What you will do:
(a) Say whether each of these statements agrees with the text on the Fenzi family. Answer yes or no, and quote the words of the text that decide it. (i) Emanuele Fenzi founded the Fenzi Bank in 1821. (ii) Emanuele Fenzi's own firm made and sold silk. (iii) Jacopo Orazio Fenzi served as a Magistrate in the Florentine courts.
(b) Carry on the account of the Fenzi family from the point where it stops.

The Fenzi Bank and family were key players in both the economic growth of the Italian industrial revolution and the expansion of the north Italian Railways between Florence and Livorno in 18th and 19th century Italy.

==The Family==

The old Florentine aristocratic family produced several generations of noteworthy citizens who enhanced and enabled many different aspects of both the Florentine political life and economic market during the 17th, 18th and 19th century. Although the origins of the Fenzi family can be traced back to the Italian Renaissance, it was not until the mid 17th century that the fortune of the family was to become as substantial as the name Fenzi during the 18th and 19th century. The main founder of the Fenzi dynasty was Francesco Fenzi, who became financial adviser and creditor to the Grand Duke Pietro Leopoldo of Tuscany at the end of the 17th century; from that point onwards the family fortunes were to rise in connection with the financing of both private and public initiatives. The Fenzi family was to benefit from all the notable privileges of the nobility such as tax exemptions granted by the favors of the Grand Duchy of Tuscany.

One of the most successful Fenzis was Cavalier Emanuele Fenzi 1784 - 1875, elder son of Cavalier Jacopo Orazio Fenzi (1745–1805), a Magistrate in the Florentine courts. By 1805 Emanuele had already established himself as a successful entrepreneur working for Bosi, Mazzarelli & C. By 1810 his reputation and talent as an entrepreneur were so well recognized in the trade that he decided to set up his own firm la Bandi, Orsi, Fenzi & C. making and selling tobacco. In this same year he acquired a Palazzo in the centre of Florence, where he set up his headquarters. By 1820 the tobacco industry had grown to such an extent due to Emanuele's entrepreneurial initiatives and the extension of trade in Italy and Europe that by 1821 Emanuele had accumulated enough wealth to establish the Fenzi Bank. By 1829 the Bank was established in what today known as the Fenzi Palace via San Gallo, one of the best addresses in Florence. In 1860 Emanuele Fenzi became Senator. He later built the Palazzo Fenzi on Piazza della Signoria (designed by Giuseppi Martelli), and now the Assicurazioni Generali. Here Emanuele Fenzi raised his grandson, the noted horticulturist Emanuele Orazio Fenzi.

Records supplied:

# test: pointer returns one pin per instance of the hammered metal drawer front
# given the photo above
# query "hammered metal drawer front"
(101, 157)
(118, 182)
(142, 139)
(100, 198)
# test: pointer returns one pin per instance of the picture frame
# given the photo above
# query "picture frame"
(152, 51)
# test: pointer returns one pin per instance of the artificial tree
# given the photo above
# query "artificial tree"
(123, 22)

Exercise results:
(a)
(i) Yes: "by 1821 Emanuele had accumulated enough wealth to establish the Fenzi Bank"
(ii) No: "making and selling tobacco"
(iii) Yes: "a Magistrate in the Florentine courts"

(b)
One of the main factors linked to the success of the Fenzi family was the ability with which they managed to expand their ties to not only Italian investors but also the different financial marketplaces in Europe as well as maintaining links with other European aristocracy. They were central players in the financing of the Suez Canal in association with 'Hans Oppenheim and Co' - founders of the 'Society General de l'Empire Ottoman. On May 8, 1867, Eugenia Frederica Ernesta Louisa Maria Fenzi (1849–1910), daughter of Sebastian Fenzi (1822–1901) and Emily Verity (1827–1869), married Gustavus Adolphus Oppenheim (1838–1906). And, for her, the Villa Oppenheim (now Hotel Villa Cora) was built in Florence. Eugenia was the last person to cross on land before the two channels of the Sueze Canal were connected. During the period when Florence was the capital of Italy the Villa Oppenheim was the political and social salon of Italy. Eugenia and Gustavus divorced February 17, 1883, after which, Eugenia lent the villa to the Empress Eugenie who later purchased it. Eugenia, again, married Count Prina Ricotti (1842–1921). Ouida's 1876 novel, In a Winter City, is based on Eugenia prior to her second marriage.

The Fenzis' historic Seat was the Villa de Granatier, but their principal residence was their estate at Sant'Andrea in Percussina, San Casciano (altered by Giuseppe Martelli) and they later acquired the Villa Rusciano designed by Brunallechi for the Dukes of Urbino.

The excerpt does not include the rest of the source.